** WORKING DATA **

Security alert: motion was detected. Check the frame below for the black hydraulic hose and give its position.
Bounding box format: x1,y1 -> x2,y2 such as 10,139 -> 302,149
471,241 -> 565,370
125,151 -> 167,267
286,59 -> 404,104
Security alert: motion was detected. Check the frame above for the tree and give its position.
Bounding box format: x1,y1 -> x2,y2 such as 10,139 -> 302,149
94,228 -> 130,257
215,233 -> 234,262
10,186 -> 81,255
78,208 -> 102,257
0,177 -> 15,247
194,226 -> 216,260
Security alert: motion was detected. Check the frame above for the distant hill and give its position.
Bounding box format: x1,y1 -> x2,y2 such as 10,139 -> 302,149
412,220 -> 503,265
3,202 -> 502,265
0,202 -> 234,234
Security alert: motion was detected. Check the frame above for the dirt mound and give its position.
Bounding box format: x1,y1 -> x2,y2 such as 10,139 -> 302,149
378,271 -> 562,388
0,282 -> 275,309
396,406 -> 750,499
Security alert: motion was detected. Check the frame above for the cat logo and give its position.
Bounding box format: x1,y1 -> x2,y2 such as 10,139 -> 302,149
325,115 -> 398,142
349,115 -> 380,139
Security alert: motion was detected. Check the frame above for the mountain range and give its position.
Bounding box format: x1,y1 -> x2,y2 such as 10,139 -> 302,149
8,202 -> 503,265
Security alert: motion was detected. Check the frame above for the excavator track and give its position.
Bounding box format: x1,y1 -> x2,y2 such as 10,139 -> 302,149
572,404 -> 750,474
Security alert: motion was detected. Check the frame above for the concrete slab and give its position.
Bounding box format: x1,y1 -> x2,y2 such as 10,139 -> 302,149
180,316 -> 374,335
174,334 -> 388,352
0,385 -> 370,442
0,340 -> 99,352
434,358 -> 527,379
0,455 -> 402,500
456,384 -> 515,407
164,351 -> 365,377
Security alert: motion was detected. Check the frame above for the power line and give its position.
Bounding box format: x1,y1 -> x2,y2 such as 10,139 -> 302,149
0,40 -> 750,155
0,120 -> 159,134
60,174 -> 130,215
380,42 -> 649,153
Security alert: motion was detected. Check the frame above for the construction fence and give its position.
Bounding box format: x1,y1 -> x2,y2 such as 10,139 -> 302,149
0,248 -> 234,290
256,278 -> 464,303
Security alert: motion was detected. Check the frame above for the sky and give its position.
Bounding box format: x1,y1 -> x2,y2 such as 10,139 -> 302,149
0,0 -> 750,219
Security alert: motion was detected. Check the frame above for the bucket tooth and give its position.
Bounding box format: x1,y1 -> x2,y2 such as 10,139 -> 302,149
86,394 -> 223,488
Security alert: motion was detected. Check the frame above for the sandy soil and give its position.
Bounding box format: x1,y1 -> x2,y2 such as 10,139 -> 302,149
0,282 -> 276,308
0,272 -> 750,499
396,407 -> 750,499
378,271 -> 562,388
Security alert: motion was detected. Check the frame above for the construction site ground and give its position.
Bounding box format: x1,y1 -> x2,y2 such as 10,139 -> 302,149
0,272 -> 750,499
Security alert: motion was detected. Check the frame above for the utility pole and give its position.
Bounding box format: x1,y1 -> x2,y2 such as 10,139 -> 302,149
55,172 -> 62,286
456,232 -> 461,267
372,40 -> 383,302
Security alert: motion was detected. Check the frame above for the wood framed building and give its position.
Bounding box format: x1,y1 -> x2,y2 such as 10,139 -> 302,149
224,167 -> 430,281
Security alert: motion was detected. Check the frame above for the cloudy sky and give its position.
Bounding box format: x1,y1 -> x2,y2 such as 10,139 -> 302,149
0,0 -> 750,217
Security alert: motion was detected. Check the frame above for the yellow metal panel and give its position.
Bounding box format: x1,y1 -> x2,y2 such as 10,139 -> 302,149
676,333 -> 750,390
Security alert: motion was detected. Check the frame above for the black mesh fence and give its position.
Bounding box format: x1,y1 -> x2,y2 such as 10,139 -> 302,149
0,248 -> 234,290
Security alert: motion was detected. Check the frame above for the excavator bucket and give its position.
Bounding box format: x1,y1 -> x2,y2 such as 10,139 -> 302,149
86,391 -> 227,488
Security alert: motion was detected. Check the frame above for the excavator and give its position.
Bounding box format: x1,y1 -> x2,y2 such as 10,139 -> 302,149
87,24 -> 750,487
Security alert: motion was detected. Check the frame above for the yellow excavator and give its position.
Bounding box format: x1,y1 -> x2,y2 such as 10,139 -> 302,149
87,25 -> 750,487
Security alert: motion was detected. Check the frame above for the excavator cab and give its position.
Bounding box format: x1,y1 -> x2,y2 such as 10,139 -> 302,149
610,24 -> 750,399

** WHAT TO DO **
Copy out the stretch from the line containing "track and give its position." through the line containing "572,404 -> 750,474", swapping "excavator track" for "crawler track" and changing nothing else. Return only those lines.

** RESULT FOR THIS TASK **
Security alert: motion was detected. Check the frame above for the crawler track and give its position.
Bounding box format: x1,y1 -> x2,y2 such as 10,139 -> 302,149
572,404 -> 750,474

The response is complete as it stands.